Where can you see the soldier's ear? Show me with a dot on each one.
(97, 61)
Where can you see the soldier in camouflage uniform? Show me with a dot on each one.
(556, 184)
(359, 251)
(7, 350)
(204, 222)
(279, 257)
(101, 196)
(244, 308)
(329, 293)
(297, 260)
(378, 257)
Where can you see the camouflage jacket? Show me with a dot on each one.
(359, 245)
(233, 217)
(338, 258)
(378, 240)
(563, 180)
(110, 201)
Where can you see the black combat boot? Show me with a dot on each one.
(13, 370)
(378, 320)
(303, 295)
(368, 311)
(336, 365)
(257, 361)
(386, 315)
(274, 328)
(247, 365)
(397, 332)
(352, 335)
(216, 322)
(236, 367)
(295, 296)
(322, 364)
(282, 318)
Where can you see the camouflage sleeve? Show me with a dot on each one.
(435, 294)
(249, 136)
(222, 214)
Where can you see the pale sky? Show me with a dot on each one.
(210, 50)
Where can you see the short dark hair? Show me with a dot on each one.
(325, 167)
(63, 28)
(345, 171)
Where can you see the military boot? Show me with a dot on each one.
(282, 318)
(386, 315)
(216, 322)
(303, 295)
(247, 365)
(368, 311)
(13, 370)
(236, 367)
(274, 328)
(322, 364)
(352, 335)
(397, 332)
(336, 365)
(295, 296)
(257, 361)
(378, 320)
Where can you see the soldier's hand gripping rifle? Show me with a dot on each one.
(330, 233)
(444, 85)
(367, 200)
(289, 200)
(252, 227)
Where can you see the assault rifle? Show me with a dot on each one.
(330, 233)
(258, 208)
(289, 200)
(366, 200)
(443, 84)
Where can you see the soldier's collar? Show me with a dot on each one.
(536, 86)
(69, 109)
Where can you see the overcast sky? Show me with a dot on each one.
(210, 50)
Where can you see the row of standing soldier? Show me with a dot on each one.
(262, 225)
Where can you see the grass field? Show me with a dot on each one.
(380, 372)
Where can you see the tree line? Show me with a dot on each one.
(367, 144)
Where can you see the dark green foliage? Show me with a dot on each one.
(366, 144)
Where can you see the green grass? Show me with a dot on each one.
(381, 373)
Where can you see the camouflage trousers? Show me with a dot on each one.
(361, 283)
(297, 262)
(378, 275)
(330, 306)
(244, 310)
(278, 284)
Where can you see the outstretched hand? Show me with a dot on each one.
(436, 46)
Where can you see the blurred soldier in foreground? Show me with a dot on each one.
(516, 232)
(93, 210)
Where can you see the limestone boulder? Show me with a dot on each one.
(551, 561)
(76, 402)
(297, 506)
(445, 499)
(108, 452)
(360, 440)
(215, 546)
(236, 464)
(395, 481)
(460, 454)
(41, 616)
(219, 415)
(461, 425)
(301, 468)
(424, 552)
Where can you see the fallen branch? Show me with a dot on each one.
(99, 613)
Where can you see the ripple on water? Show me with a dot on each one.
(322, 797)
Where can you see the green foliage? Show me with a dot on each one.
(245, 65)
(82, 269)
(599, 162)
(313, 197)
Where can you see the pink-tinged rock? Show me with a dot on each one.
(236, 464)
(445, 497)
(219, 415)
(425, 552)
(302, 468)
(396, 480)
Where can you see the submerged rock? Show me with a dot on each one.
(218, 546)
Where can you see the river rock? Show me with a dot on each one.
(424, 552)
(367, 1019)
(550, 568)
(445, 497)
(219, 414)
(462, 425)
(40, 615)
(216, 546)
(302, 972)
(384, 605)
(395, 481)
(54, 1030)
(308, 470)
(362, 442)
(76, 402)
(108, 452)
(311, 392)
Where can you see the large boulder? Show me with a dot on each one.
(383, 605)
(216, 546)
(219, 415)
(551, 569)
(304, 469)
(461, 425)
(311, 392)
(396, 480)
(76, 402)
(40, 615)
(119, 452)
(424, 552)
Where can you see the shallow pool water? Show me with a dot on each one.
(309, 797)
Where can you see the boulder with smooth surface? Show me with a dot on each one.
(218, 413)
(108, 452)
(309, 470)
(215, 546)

Description of the task: Repeat the whole of the data above exactly, keeping every word.

Exercise result:
Where can you see the soldier's ear? Show me with a dot on each one.
(97, 61)
Where can you see the soldier in camouflage uniform? Show me with a dot on each one.
(556, 184)
(359, 251)
(7, 350)
(204, 222)
(279, 257)
(101, 196)
(244, 308)
(329, 293)
(297, 260)
(378, 257)
Where can you see the camouflage jacket? Show me with a dot on each one.
(359, 245)
(233, 217)
(338, 258)
(378, 240)
(563, 180)
(110, 201)
Where can you see the black combat boot? Show me with a dot on each one.
(13, 370)
(378, 320)
(303, 295)
(368, 311)
(336, 365)
(257, 361)
(386, 315)
(274, 328)
(247, 365)
(397, 332)
(352, 335)
(216, 322)
(236, 367)
(295, 296)
(322, 364)
(282, 318)
Where can you see the camouflage sleeve? Show me with a dot on each one.
(435, 294)
(249, 136)
(222, 214)
Where can you see the pale sky? Show me with a dot on each one.
(210, 50)
Where can you see the short dark hair? Show me with a dot on each one.
(325, 167)
(63, 28)
(345, 171)
Where can you see the military boot? Show me with a dot on each one.
(282, 318)
(386, 315)
(216, 322)
(303, 295)
(247, 365)
(368, 311)
(13, 370)
(236, 367)
(274, 328)
(322, 364)
(352, 335)
(397, 332)
(336, 365)
(295, 296)
(257, 361)
(378, 320)
Where can you see the soldier's hand gripping rifle? Show me with a dot on each one.
(330, 233)
(444, 85)
(367, 200)
(289, 200)
(252, 227)
Where can you see the assault rifle? Show me with a dot on each one.
(330, 233)
(258, 208)
(289, 200)
(366, 200)
(443, 84)
Where can you see the soldier's collar? Show me with a dot on each one.
(536, 86)
(69, 109)
Where can you see the overcast sky? Show me with a dot on each one.
(210, 50)
Where can you see the row of standing soldier? Show me with a dot on each one.
(262, 225)
Where can you see the grass field? Show me with a dot on each one.
(380, 372)
Where can you see the tree line? Show me with a dot on each one.
(367, 144)
Where can you see the dark green foliage? Show me with a dot on each one.
(366, 144)
Where can you see the green grass? Show me with a dot on each one.
(381, 373)
Where can you see the camouflage trousers? Show me with a dot on each one.
(361, 283)
(297, 262)
(378, 275)
(330, 306)
(244, 310)
(278, 284)
Where can you see the outstretched hand? Show me with a dot on each one.
(436, 46)
Where can you see the blurred soldier in foreground? Show me with a dot on each one.
(516, 232)
(93, 210)
Where can you see the limestone boulder? Show me with a dot on each one.
(551, 561)
(76, 402)
(297, 506)
(445, 499)
(108, 452)
(360, 440)
(215, 546)
(236, 464)
(395, 481)
(460, 454)
(41, 616)
(219, 415)
(461, 425)
(301, 468)
(424, 552)
Where can you see the fallen branch? Show me with a dot on each one.
(99, 613)
Where can you see the ripple on water? Show me with a dot on each one.
(322, 797)
Where can you see the green foliage? Show me with a dot on each one.
(245, 65)
(82, 269)
(599, 162)
(313, 197)
Where can you see the pink-tinged rock? Show me with a dot on each one.
(236, 464)
(445, 497)
(219, 415)
(425, 552)
(302, 468)
(396, 480)
Where can you see the submerged rock? Show me with a dot on each one.
(218, 546)
Where can you see the river rock? Show me with a dot on each one.
(424, 552)
(367, 1019)
(550, 568)
(445, 497)
(219, 414)
(462, 425)
(40, 615)
(216, 546)
(302, 972)
(384, 605)
(395, 481)
(54, 1030)
(308, 470)
(362, 442)
(76, 402)
(108, 452)
(311, 392)
Where can you see the large boulder? Show me with a dot on each one.
(383, 605)
(216, 546)
(219, 415)
(551, 569)
(304, 469)
(461, 425)
(311, 392)
(396, 480)
(76, 402)
(40, 615)
(119, 452)
(424, 552)
Where can you see the shallow pool water? Show me with a dot on each one.
(309, 797)
Where can you see the boulder with smooth surface? Show me with a dot on each one.
(218, 413)
(108, 452)
(309, 470)
(215, 546)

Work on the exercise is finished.